• **Trecho**:
★ ★ ★

E vós, Esposa minha muito amada, espelho de pureza, ficai-vos com Deus, que eu me vou para não vos tornar a ver mais nesta carne mortal. Muito vos devo, pois de todas as minhas felicidades fostes a causa e a intercessora, e assim será grande a minha glória, quando vos ver coroada Rainha do Céus. Ainda que vos falte desde hoje a minha companhia, ficais muito bem acompanhada, pois fica convosco o Filho de Deus como vosso verdadeiro e fiel amparo.
Estas últimas e saudosas palavras de São José é crível que não ficariam sem agradecida resposta do Filho e da Esposa, e assim dando os últimos alentos no ósculo do Senhor, espirou São José felizmente nos braços de Jesus e de Maria Santíssima. Foi, na verdade, correspondência digna de amor de Cristo que nos seus braços morresse São José, pois que nos de São José viveu sempre Jesus Cristo.
O Senhor lhe fechara os olhos depois que espirar, e juntamente com a Virgem choraram a morte do Santo; porque se Cristo, Bem nosso, chorou por ver a Lázaro morto, quanto mais piedosa causa era chorar a morte de São José, seu estimado Pai, acompanhado com suas lágrimas as que também por ele derramaria a Virgem, sua Esposa.
Foram as lágrimas de Jesus e da Virgem Maria para o cadáver de São José mais precioso bálsamo, que aquele, com que se ungem os corpos dos Reis Soberanos; porque ainda que seja puro e excelente, com o tempo enfim se corrompe; porém com as lágrimas tão preciosíssimas de Cristo e da Virgem ficou incorrupto o adorável corpo do Santo, permanecendo intacto, até que, reunida nele a alma na Ascensão do Senhor, se vestia da eterna incorruptibilidade no Céu.
Vendo a Virgem Maria a seu Esposo defunto, preparou seu corpo para a sepultura, e o vestiu conforme o costume, não consentindo que chegassem a ele outras mãos mais que as suas, e as dos Santos Anjos, que a ajudaram a amortalhar. Logo, com a assistência e acompanhamento dos parentes, conhecidos e outros muitos, e com especialidade de Cristo e sua Beatíssima Mãe, com grande multidão de Anjos, foi levado o sagrado corpo de São José a sepultura.

★ ★ ★

• **Instruções da tarefa**: Continue o trecho sobre a morte e o sepultamento de São José, começando logo depois da última frase. As entradas são material independente, sem ligação com o trecho.

• **Entradas extraídas**:
★ ★ ★

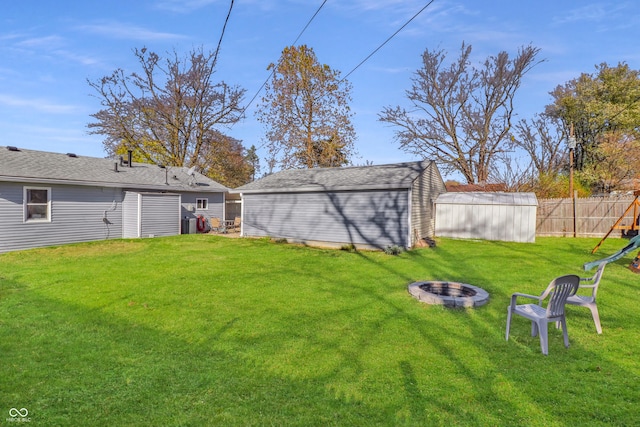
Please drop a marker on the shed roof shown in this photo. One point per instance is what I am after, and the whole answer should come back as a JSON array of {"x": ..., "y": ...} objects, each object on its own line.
[
  {"x": 391, "y": 176},
  {"x": 54, "y": 168},
  {"x": 483, "y": 198}
]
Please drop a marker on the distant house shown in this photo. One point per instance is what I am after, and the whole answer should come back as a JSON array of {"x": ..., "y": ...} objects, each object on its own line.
[
  {"x": 369, "y": 206},
  {"x": 50, "y": 198}
]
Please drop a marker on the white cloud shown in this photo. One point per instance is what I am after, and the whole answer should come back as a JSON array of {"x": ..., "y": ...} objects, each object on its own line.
[
  {"x": 120, "y": 30},
  {"x": 37, "y": 104}
]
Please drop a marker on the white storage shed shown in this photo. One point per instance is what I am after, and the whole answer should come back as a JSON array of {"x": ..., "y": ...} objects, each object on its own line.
[{"x": 509, "y": 217}]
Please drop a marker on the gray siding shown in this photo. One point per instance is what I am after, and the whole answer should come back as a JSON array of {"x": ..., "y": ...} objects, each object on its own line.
[
  {"x": 215, "y": 208},
  {"x": 77, "y": 214},
  {"x": 372, "y": 218},
  {"x": 424, "y": 192},
  {"x": 130, "y": 215}
]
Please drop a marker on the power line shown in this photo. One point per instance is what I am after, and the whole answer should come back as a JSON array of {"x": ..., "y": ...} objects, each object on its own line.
[
  {"x": 274, "y": 68},
  {"x": 224, "y": 27},
  {"x": 387, "y": 40}
]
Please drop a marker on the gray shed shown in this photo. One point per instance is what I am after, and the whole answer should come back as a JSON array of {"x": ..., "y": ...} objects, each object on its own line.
[
  {"x": 489, "y": 216},
  {"x": 367, "y": 206}
]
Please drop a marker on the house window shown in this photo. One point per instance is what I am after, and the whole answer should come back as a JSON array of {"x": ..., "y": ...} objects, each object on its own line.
[
  {"x": 37, "y": 204},
  {"x": 202, "y": 204}
]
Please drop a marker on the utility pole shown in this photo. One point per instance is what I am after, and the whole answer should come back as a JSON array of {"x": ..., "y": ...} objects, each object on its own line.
[{"x": 572, "y": 146}]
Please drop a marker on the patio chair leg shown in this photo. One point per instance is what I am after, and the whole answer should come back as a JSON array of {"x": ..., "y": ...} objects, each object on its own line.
[
  {"x": 596, "y": 317},
  {"x": 543, "y": 340},
  {"x": 565, "y": 333}
]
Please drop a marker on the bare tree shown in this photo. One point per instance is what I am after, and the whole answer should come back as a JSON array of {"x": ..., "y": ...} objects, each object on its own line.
[
  {"x": 171, "y": 113},
  {"x": 460, "y": 115},
  {"x": 306, "y": 113},
  {"x": 544, "y": 139}
]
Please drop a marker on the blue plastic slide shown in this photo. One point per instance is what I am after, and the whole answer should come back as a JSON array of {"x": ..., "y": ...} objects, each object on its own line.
[{"x": 633, "y": 244}]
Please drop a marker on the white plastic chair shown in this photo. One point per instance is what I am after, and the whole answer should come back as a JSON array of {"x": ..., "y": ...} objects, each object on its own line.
[
  {"x": 590, "y": 301},
  {"x": 559, "y": 290}
]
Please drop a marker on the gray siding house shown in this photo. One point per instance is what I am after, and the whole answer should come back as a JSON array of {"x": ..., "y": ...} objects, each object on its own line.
[
  {"x": 368, "y": 206},
  {"x": 51, "y": 199}
]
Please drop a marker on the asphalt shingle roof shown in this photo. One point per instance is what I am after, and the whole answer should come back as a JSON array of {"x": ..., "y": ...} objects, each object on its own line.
[
  {"x": 43, "y": 167},
  {"x": 392, "y": 176}
]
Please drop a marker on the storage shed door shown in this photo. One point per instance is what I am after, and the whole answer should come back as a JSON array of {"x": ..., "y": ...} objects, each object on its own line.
[{"x": 159, "y": 214}]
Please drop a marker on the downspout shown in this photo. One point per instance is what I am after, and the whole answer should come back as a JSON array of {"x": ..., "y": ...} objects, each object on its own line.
[
  {"x": 241, "y": 215},
  {"x": 409, "y": 194}
]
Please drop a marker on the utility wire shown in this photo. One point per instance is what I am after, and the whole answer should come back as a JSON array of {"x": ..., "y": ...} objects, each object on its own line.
[
  {"x": 387, "y": 40},
  {"x": 224, "y": 27},
  {"x": 274, "y": 68}
]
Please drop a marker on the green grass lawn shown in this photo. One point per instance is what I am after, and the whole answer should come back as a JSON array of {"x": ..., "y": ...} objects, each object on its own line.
[{"x": 204, "y": 330}]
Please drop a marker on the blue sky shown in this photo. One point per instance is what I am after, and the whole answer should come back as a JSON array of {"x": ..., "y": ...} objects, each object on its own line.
[{"x": 49, "y": 50}]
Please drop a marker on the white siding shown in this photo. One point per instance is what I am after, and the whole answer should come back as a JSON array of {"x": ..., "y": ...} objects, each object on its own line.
[
  {"x": 426, "y": 189},
  {"x": 372, "y": 218},
  {"x": 159, "y": 214},
  {"x": 214, "y": 210},
  {"x": 488, "y": 216}
]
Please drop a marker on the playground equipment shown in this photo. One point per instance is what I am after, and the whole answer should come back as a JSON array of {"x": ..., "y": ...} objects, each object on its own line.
[
  {"x": 633, "y": 244},
  {"x": 627, "y": 230},
  {"x": 635, "y": 265}
]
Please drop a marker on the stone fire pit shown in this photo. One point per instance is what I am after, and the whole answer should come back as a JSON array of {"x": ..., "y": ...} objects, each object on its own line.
[{"x": 449, "y": 294}]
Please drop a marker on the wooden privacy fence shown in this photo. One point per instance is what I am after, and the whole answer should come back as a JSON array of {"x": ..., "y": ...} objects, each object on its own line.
[{"x": 594, "y": 216}]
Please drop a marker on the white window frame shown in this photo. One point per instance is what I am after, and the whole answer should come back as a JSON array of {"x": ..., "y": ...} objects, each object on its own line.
[
  {"x": 27, "y": 204},
  {"x": 202, "y": 204}
]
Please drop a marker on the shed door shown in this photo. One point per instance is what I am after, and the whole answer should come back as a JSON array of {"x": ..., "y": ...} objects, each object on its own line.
[{"x": 159, "y": 214}]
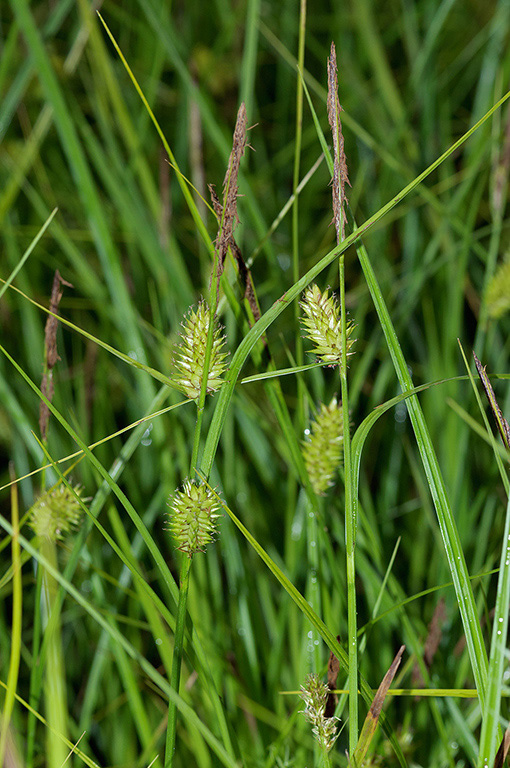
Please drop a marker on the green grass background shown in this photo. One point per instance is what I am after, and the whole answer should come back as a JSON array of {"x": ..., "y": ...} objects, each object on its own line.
[{"x": 413, "y": 78}]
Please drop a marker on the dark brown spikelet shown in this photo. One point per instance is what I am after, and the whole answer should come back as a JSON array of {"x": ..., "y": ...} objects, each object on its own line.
[
  {"x": 228, "y": 217},
  {"x": 435, "y": 630},
  {"x": 372, "y": 718},
  {"x": 501, "y": 422},
  {"x": 340, "y": 174},
  {"x": 50, "y": 351}
]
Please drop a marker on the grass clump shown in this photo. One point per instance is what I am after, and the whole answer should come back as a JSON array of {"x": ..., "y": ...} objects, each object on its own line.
[{"x": 122, "y": 636}]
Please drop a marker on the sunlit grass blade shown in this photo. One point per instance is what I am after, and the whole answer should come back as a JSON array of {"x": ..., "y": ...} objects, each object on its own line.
[{"x": 451, "y": 540}]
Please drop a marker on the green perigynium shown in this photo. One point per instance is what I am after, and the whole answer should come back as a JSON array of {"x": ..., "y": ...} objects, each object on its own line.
[
  {"x": 321, "y": 322},
  {"x": 315, "y": 693},
  {"x": 192, "y": 517},
  {"x": 56, "y": 512},
  {"x": 189, "y": 359},
  {"x": 322, "y": 451}
]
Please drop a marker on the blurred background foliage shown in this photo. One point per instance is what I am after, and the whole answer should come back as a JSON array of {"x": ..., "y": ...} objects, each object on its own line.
[{"x": 413, "y": 77}]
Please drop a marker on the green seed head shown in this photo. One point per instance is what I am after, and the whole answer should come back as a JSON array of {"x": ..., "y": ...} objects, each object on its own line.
[
  {"x": 322, "y": 451},
  {"x": 314, "y": 693},
  {"x": 321, "y": 322},
  {"x": 192, "y": 517},
  {"x": 189, "y": 358},
  {"x": 56, "y": 512}
]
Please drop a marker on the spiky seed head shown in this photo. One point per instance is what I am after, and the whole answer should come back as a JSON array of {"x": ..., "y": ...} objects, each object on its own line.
[
  {"x": 322, "y": 451},
  {"x": 192, "y": 517},
  {"x": 315, "y": 693},
  {"x": 189, "y": 357},
  {"x": 321, "y": 322},
  {"x": 56, "y": 512}
]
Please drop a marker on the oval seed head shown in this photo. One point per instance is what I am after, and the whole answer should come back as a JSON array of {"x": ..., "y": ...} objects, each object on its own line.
[
  {"x": 321, "y": 322},
  {"x": 189, "y": 358},
  {"x": 56, "y": 512},
  {"x": 315, "y": 693},
  {"x": 192, "y": 517},
  {"x": 322, "y": 451}
]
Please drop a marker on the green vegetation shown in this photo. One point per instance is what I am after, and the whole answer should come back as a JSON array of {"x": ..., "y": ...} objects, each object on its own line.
[{"x": 324, "y": 549}]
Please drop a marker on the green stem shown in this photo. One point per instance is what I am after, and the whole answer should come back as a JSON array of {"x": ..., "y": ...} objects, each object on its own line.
[
  {"x": 350, "y": 529},
  {"x": 55, "y": 691},
  {"x": 177, "y": 659}
]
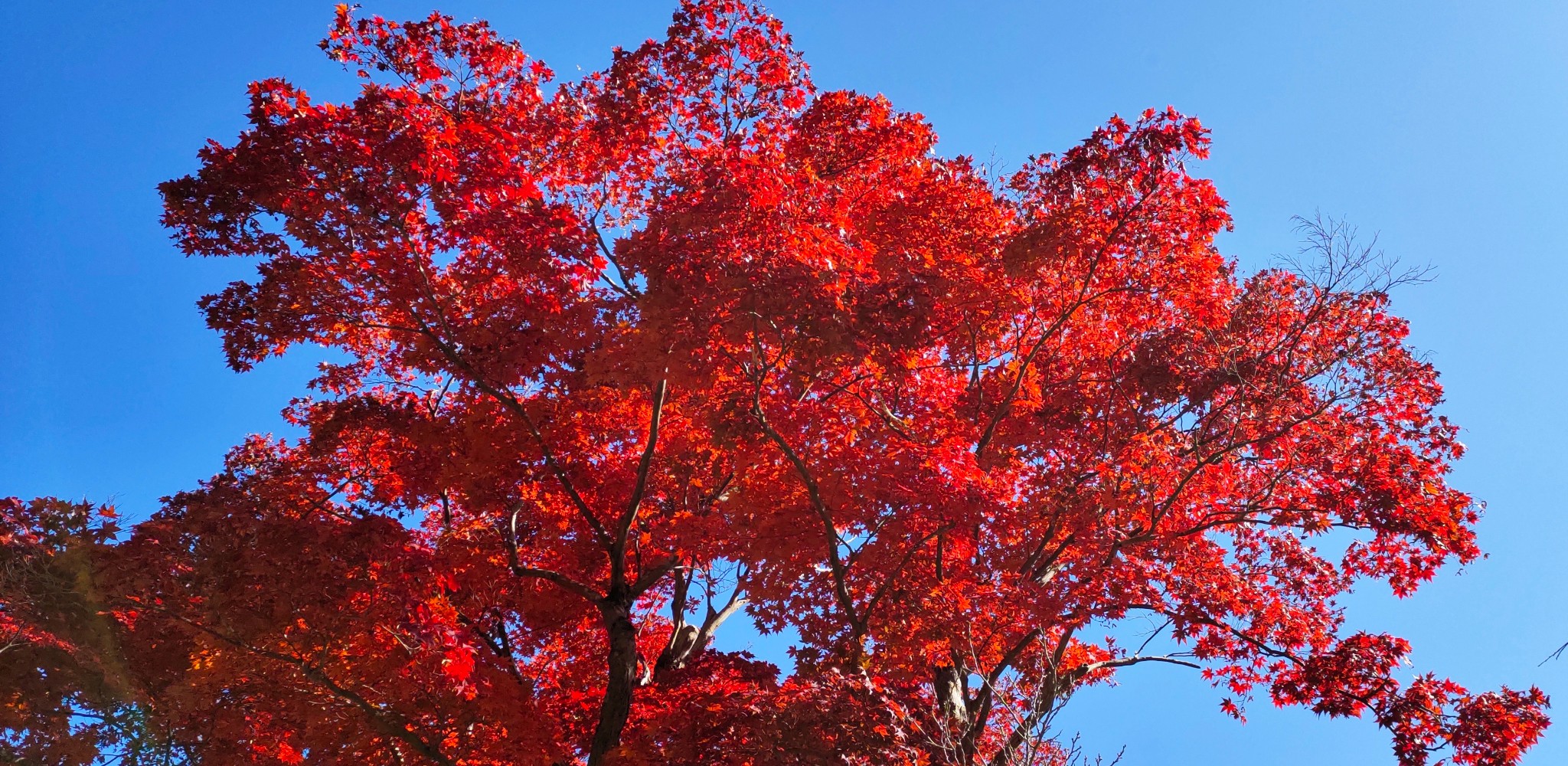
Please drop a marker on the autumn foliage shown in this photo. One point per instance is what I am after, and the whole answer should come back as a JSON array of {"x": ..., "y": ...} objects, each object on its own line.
[{"x": 622, "y": 358}]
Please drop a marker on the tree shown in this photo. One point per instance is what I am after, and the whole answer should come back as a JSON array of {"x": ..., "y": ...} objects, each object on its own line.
[{"x": 623, "y": 357}]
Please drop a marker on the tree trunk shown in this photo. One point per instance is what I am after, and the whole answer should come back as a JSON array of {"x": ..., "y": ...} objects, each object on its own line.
[{"x": 619, "y": 683}]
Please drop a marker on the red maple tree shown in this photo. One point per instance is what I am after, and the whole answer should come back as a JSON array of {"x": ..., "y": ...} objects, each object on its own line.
[{"x": 623, "y": 357}]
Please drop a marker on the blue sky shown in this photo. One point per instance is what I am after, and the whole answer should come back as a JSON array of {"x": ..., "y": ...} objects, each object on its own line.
[{"x": 1439, "y": 126}]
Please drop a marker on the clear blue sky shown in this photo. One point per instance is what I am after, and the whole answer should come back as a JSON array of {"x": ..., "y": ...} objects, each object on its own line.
[{"x": 1439, "y": 124}]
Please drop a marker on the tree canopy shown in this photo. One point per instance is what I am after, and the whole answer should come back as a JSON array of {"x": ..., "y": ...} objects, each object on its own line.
[{"x": 619, "y": 358}]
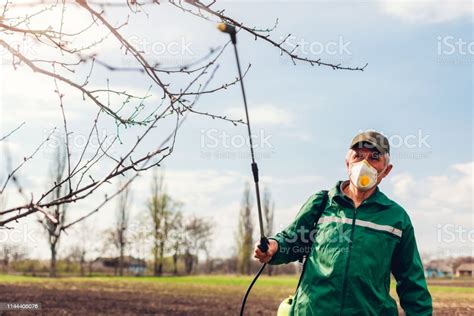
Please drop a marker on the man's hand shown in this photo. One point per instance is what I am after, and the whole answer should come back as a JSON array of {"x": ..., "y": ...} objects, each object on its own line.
[{"x": 264, "y": 257}]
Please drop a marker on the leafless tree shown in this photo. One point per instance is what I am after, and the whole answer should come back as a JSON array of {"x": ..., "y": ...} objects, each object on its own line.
[
  {"x": 268, "y": 214},
  {"x": 123, "y": 214},
  {"x": 198, "y": 233},
  {"x": 68, "y": 55},
  {"x": 56, "y": 216},
  {"x": 117, "y": 236},
  {"x": 177, "y": 239},
  {"x": 244, "y": 236},
  {"x": 162, "y": 209},
  {"x": 10, "y": 252}
]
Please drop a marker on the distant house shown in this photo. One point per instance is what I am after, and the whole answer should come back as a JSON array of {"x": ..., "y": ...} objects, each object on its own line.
[
  {"x": 465, "y": 270},
  {"x": 131, "y": 265}
]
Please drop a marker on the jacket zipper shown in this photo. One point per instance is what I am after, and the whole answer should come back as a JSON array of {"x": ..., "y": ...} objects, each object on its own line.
[{"x": 344, "y": 286}]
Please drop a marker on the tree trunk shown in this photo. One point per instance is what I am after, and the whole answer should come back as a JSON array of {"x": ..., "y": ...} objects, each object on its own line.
[
  {"x": 121, "y": 260},
  {"x": 175, "y": 263},
  {"x": 52, "y": 268},
  {"x": 160, "y": 265}
]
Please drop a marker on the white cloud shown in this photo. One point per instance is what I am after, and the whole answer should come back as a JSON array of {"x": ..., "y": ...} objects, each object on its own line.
[
  {"x": 440, "y": 208},
  {"x": 264, "y": 114},
  {"x": 428, "y": 11}
]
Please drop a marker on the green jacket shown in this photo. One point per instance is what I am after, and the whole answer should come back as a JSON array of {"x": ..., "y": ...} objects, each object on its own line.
[{"x": 353, "y": 251}]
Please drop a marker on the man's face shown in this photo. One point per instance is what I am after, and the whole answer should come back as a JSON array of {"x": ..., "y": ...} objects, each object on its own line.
[{"x": 373, "y": 157}]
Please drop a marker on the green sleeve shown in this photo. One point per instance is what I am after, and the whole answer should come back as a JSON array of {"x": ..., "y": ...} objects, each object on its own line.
[
  {"x": 407, "y": 269},
  {"x": 294, "y": 241}
]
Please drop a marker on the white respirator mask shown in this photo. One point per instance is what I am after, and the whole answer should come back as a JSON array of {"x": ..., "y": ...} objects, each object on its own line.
[{"x": 363, "y": 175}]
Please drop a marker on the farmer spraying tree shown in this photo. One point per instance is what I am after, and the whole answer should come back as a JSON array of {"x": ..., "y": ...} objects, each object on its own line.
[{"x": 353, "y": 236}]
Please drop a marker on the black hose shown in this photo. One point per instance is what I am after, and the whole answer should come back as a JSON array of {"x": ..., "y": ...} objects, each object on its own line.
[{"x": 242, "y": 307}]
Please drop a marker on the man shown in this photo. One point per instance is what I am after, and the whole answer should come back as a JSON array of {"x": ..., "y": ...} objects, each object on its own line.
[{"x": 355, "y": 240}]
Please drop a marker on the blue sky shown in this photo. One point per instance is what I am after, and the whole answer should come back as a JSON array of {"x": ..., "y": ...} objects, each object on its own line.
[{"x": 414, "y": 89}]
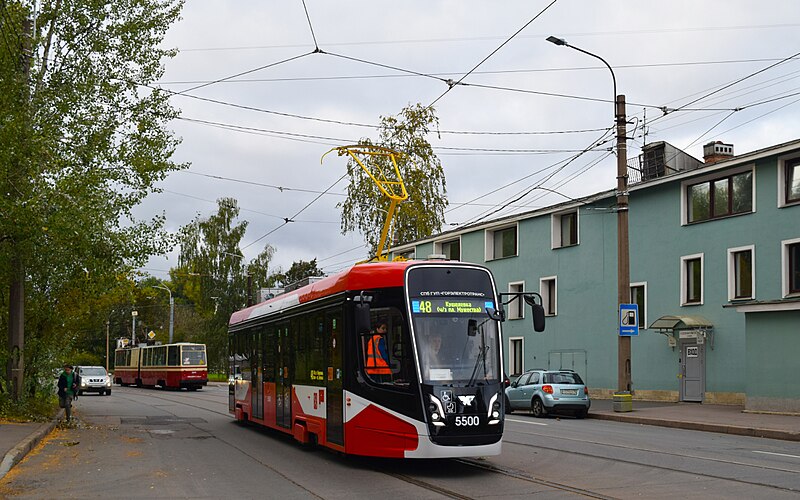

★ ★ ★

• **Resposta esperada**:
Recebeu a Virgem Maria pêsames e pôs insígnias de luto, como naquele tempo se usava trazer pelos defuntos, que era vestido preto em sinal de tristeza, fazendo todos os ofícios fúnebres, que a piedade e costume havia introduzido naquele povo, porque a Virgem, pela razão de Esposa e Cristo pela de Filho, reputado na opinião do mundo, não podiam deixar de cumprir estas obrigações sem a censura de seus vizinhos e parentes, sendo que, como Maria Santíssima sabia que a alma bem-aventurada de seu Santo Esposo não tinha coisa que purificar, por isso lhe não fizera sufrágios.
O lugar, onde foi sepultado, dizem ser no vale de Josafat que fica entre os montes de Sião e das Oliveiras. Acha-se hoje dentro da suntuosa Igreja, que a Rainha Santa Helena mandou edificar no mesmo sítio, e chama-se o sepulcro da Virgem, por ser também ali sepultada Maria Santíssima. Desce-se a esta Igreja, que é subterrânea, por cinquenta degraus repartidos em vários tabuleiros, ou lanços espaçosos. Da parte esquerda para quem desce, vê-se embutida na parede, uma pequena Capela, que dizem ser o sepulcro de São José, diante da qual arde, de contínuo, uma lâmpada, de que têm cuidado os Religiosos de São Francisco, os quais mandam todos os dias do Convento de São Salvador de Jerusalém a um Religioso sacerdote dizer ali Missa, e o Acólito, por obrigação, incensa também o Altar do sepulcro do Santo. Assim parecia justo que ambos os Divinos Esposos participassem do mesmo digno depósito, e que um próprio relicário guardasse as mesmas relíquias, que haviam de ser juntamente colocadas no supremo santuário do Céu.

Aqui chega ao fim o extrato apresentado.